YOUR OBJECTIVE: An exact copy is needed of each line from the one including "chair? Mark that spot." through the last line of the entries, both ends counted, with nothing added.

Data records:
::::
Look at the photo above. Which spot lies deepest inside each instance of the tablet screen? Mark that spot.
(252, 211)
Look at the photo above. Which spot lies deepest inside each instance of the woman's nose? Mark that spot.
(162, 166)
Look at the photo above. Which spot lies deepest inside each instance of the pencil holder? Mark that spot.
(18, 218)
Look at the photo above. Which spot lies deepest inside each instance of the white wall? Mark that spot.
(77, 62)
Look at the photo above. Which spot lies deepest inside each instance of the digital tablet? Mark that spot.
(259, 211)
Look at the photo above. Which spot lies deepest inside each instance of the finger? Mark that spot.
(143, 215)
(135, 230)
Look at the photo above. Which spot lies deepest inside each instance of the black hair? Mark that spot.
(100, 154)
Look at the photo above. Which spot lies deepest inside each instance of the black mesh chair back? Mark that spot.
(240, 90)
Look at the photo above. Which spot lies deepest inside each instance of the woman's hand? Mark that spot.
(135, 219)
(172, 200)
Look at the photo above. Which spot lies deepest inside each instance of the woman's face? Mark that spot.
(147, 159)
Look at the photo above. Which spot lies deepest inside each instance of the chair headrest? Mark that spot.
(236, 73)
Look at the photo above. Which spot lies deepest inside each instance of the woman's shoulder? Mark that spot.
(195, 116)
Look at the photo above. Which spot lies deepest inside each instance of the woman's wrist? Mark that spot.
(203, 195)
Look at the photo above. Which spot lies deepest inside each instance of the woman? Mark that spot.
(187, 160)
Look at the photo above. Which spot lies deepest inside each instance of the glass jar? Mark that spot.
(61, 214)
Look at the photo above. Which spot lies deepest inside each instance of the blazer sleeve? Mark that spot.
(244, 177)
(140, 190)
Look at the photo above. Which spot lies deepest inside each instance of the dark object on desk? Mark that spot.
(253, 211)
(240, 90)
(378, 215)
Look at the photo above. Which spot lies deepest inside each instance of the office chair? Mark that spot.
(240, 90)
::::
SOLUTION TO THE EXERCISE:
Look at the photo above. Which spot lies deepest inside each instance of the office chair? Mark that spot.
(240, 90)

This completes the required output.